(begin)

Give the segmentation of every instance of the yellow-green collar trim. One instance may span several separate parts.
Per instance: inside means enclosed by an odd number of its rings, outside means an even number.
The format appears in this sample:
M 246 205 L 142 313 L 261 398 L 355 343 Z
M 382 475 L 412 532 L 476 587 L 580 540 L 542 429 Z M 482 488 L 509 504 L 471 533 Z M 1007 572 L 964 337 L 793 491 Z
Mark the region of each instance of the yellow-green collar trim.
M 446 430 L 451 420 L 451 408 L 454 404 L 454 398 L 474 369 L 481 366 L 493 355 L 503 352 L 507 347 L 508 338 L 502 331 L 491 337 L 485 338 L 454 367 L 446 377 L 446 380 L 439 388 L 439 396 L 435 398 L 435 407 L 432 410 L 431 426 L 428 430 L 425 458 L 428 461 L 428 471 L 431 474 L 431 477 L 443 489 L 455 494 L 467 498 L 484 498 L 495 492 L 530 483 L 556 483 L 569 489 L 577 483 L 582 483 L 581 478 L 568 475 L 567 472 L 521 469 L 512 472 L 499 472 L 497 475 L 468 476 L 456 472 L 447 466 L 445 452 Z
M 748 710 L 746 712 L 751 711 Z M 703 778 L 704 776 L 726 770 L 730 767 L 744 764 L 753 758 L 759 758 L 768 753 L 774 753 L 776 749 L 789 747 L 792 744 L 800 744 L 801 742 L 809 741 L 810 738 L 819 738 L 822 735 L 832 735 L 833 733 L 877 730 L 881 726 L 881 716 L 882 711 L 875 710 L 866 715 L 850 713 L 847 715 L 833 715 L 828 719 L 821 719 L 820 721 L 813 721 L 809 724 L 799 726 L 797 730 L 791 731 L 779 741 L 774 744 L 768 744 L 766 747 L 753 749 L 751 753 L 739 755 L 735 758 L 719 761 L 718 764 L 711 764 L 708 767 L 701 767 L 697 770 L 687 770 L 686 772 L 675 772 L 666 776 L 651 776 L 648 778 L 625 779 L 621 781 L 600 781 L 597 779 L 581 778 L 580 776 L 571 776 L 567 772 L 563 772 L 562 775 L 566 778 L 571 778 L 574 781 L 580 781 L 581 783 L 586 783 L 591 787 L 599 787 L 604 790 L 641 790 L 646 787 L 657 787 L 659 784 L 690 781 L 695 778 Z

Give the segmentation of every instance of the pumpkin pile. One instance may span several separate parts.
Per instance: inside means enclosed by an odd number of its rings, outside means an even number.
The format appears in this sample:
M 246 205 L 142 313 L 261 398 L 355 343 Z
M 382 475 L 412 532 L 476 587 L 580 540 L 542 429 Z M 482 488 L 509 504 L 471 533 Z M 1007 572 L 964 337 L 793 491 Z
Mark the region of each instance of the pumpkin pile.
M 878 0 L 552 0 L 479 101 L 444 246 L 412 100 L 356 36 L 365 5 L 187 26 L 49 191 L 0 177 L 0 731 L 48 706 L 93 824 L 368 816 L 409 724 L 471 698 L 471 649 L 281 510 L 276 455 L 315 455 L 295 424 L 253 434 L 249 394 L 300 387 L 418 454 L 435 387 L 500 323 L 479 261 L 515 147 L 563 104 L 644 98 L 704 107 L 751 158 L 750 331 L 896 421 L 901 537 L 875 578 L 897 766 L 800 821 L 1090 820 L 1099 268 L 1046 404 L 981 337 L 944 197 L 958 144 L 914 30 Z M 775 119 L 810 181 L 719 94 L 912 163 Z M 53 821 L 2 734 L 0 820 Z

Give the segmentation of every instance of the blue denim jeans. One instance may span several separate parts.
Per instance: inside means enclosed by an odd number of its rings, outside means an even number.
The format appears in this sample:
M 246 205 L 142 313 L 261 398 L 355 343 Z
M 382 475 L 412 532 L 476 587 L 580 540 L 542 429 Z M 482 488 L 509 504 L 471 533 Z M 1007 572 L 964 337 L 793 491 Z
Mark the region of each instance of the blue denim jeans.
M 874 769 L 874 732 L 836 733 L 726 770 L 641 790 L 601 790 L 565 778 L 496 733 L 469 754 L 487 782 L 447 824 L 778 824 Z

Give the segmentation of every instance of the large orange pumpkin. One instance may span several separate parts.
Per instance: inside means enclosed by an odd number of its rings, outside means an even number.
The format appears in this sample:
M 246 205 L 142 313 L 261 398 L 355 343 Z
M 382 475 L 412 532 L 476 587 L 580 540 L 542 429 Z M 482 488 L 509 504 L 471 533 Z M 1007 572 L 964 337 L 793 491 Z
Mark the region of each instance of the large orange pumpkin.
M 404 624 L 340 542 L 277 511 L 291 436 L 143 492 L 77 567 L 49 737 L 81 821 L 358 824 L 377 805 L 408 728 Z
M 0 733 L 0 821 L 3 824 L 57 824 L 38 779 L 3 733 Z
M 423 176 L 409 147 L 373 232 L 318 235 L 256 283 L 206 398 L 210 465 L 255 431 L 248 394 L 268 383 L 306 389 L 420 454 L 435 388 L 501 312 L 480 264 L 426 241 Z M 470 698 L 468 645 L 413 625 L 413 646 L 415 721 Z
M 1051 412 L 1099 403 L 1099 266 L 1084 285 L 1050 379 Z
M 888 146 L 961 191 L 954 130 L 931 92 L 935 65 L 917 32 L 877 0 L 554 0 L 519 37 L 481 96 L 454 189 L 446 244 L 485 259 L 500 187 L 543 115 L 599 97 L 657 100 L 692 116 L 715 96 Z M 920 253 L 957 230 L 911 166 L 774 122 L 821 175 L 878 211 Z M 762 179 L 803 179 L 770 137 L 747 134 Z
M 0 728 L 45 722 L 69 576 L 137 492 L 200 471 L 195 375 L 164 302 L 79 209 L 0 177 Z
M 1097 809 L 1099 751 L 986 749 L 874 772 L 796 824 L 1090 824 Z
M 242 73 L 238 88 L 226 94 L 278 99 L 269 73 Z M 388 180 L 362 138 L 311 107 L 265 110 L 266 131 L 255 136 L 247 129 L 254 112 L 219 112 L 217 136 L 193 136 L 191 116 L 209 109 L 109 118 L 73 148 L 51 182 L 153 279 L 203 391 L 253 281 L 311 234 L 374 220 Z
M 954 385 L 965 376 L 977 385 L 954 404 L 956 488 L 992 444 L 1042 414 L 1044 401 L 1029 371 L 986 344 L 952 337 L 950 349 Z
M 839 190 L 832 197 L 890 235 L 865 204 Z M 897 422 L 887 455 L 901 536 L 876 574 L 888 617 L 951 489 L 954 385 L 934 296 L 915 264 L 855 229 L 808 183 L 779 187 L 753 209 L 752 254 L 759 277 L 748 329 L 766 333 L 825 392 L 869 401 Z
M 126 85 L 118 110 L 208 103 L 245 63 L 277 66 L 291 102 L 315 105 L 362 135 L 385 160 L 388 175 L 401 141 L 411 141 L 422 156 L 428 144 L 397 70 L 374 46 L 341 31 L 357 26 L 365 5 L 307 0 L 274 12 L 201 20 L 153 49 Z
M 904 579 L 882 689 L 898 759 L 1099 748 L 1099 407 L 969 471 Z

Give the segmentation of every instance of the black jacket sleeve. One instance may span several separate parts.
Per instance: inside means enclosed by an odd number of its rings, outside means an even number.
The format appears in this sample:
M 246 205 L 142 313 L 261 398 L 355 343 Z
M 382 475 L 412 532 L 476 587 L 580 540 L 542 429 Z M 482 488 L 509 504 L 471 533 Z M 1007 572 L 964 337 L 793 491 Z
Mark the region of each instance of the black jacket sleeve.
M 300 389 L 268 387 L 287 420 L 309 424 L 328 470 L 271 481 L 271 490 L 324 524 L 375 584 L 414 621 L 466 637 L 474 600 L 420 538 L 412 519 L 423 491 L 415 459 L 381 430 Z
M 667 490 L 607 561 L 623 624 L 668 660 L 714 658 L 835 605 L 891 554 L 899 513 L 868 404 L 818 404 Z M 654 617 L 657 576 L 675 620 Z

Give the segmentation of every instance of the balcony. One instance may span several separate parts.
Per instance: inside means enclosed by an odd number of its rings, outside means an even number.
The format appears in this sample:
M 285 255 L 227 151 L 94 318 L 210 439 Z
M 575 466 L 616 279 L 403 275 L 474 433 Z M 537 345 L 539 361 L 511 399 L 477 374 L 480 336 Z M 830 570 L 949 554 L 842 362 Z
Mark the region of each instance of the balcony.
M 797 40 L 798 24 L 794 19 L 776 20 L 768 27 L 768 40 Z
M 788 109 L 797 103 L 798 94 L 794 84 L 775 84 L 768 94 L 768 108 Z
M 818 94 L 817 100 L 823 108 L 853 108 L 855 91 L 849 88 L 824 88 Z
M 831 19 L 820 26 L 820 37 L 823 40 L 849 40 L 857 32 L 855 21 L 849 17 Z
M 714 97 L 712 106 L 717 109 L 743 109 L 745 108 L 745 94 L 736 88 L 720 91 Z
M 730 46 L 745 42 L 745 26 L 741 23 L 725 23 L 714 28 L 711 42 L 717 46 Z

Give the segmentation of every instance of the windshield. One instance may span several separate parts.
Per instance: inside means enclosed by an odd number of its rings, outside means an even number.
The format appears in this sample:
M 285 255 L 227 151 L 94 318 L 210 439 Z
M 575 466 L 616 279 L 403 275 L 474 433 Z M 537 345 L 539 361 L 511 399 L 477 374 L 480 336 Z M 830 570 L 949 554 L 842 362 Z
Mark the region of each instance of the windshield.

(end)

▶ [Task directions] Convert the lines above, starting with the line containing "Give the segmentation of every instance of the balcony." and ending with the line containing "M 818 94 L 817", both included, into a JSON list of strings with one string per line and blank lines omitted.

▶ [Task solution]
[
  "Give the segmentation of every instance of the balcony. One instance may span several separate parts.",
  "Per instance: inside means enclosed by an odd number of its rings, outside means an even number.",
  "The format appears in this sample:",
  "M 285 255 L 227 151 L 94 318 L 210 439 Z",
  "M 575 466 L 616 279 L 403 275 L 474 433 Z M 537 345 L 539 361 L 511 399 L 477 374 L 480 336 Z M 830 570 L 949 554 L 842 362 Z",
  "Mark the region of each instance of the balcony.",
  "M 797 40 L 798 24 L 794 19 L 776 20 L 768 27 L 768 40 Z",
  "M 788 109 L 797 103 L 798 94 L 794 84 L 775 84 L 768 94 L 768 108 Z",
  "M 818 94 L 817 100 L 823 108 L 853 108 L 855 91 L 849 88 L 824 88 Z"
]